The parts of the tin-can cello's body (excluding the bucket and all of the components; just talking about the wooden body pictured above) are as follows, from top to bottom, with rough length of each part:

  1. Scroll and pegbox (9")
  2. Neck (the part the fingerboard attaches to) (13")
  3. Curve (11 ½")
  4. Dowel (27")
I have been working this afternoon on finalizing the curved portion of the neck. I noticed last night, running my hand along the curve, that there were some bulges and hollows -- this afternoon I've been endeavoring to smooth that out, using the rasp I bought from StewMac, which I must say is one of the nicest hand tools I've encountered. Then I went over it with 80-grit sandpaper, and it's looking nice. I think I'm about to the point with Scroll, Neck and Curve, that I can start sanding with finer grits.

The curve has been interesting because I have no template whatsoever for it. I layed out the position of the upper neck using the fingerboard as a reference, and then I layed out the curve based on what I thought would look nice and would be strong.

**Record list:**
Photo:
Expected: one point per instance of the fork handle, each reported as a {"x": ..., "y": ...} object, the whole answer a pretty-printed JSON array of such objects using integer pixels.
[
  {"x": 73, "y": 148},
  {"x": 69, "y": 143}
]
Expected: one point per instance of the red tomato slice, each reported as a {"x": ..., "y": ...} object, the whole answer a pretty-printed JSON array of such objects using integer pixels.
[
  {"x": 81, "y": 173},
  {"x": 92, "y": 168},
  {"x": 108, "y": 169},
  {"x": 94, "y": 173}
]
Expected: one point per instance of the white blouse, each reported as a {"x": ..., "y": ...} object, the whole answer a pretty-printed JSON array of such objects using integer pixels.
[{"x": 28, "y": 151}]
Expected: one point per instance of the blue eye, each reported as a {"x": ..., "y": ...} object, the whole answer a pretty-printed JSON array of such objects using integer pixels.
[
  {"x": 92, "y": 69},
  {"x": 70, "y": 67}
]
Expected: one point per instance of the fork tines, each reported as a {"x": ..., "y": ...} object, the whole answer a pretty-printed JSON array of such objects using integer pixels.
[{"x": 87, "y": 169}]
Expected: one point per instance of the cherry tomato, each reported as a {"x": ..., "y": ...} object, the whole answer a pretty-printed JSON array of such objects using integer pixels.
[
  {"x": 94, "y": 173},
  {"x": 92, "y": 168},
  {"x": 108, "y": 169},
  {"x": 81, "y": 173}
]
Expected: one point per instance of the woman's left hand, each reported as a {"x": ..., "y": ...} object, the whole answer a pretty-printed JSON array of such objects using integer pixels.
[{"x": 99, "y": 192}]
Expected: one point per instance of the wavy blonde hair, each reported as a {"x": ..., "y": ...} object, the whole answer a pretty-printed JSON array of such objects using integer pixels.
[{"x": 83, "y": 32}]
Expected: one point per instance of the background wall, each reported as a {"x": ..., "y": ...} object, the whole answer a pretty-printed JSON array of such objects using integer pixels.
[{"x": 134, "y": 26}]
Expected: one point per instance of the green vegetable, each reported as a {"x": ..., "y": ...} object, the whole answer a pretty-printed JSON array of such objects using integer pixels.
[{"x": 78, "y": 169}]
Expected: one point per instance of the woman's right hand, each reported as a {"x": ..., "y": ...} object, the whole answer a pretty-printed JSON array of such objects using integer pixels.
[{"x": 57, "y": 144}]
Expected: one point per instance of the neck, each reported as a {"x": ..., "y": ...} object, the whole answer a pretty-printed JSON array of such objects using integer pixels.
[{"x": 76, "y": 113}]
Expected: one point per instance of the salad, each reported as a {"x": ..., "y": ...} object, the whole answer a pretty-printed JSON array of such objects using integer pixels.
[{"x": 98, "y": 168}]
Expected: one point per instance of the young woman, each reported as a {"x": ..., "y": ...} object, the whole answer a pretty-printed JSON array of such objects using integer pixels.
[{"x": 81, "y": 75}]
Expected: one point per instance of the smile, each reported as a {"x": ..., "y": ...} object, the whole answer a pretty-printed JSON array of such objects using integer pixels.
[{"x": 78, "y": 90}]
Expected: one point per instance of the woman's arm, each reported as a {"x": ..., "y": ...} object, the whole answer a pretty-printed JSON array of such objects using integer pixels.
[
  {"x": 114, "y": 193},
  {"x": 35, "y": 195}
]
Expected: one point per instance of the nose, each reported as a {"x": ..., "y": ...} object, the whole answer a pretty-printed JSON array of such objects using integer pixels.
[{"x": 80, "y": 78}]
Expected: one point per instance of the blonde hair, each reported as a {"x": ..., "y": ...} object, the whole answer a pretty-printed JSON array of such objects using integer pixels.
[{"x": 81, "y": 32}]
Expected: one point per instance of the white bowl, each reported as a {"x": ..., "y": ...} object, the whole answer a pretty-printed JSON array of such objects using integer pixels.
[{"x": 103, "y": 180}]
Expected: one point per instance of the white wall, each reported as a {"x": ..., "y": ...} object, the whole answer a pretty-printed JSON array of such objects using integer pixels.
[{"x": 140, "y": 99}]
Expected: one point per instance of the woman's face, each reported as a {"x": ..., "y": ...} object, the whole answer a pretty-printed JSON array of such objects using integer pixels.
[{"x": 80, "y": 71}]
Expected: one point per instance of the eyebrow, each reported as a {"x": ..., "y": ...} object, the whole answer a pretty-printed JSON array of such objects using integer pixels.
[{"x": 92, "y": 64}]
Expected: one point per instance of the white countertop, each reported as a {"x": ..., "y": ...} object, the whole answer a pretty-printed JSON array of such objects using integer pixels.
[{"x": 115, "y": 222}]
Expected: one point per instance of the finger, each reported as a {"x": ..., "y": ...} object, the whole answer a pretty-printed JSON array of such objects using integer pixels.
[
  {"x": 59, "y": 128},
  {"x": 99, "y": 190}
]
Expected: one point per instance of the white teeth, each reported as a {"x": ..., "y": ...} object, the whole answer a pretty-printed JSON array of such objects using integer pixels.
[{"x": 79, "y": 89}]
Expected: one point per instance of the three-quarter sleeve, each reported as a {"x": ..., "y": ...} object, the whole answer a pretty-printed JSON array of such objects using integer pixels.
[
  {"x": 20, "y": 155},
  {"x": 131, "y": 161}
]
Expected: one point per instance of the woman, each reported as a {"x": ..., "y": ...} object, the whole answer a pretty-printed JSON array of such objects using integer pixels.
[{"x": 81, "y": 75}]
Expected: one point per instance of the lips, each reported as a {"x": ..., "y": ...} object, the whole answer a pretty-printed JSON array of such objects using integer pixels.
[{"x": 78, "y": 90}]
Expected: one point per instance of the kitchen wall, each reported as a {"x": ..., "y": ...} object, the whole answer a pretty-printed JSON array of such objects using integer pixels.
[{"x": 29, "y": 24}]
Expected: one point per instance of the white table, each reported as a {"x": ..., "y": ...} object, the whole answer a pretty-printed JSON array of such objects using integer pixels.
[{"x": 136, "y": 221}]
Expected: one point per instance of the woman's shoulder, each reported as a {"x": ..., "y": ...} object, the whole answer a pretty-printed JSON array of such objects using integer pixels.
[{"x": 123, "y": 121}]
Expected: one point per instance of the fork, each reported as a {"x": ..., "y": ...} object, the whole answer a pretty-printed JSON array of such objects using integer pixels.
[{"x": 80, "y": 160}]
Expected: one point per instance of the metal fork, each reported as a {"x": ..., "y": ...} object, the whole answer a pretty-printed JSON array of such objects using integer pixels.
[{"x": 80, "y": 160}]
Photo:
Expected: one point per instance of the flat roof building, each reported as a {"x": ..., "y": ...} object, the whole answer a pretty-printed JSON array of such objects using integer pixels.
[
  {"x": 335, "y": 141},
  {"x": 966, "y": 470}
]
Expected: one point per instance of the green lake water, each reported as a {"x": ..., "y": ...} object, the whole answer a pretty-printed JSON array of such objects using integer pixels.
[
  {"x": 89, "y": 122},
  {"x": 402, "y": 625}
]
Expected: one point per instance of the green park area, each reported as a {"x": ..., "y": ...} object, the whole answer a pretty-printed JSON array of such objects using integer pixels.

**Work to complete:**
1. In the passage on the tin-can cello, translate this sentence into Spanish: "The curve has been interesting because I have no template whatsoever for it."
2. Extend the tin-can cello build notes, picking up right after their final sentence.

**Task results:**
1. La curva ha sido interesante porque no tengo ninguna plantilla para ella.

2.
Getting the upper portion of the neck straight and flat has been a while coming. I did a bad job of roughing it out on the bandsaw; I did not tighten the table trunnions sufficiently before I started, and the table moved out of square slightly. So the surface of it was skew. I wasn't able to get much of anywhere squaring it with jointer plane, in part because the scroll rises above the plane of the neck (nonstandard) and in part because the wood is so hard it's just very difficult to plane. I ended up flattening the surface with rasp and coarse sandpaper, checking my progress as I went against the fingerboard that I'll be gluing on there; and it took a while. But I reckon it is right, now; when I lay the fingerboard on there it lies flat and I can sight straight along it to the point of the dowel. Next I will sand it with 100- and 120-grit, to prepare for gluing. I won't glue the fingerboard on until after I have fit the body into the bucket.

#tincancello is straight!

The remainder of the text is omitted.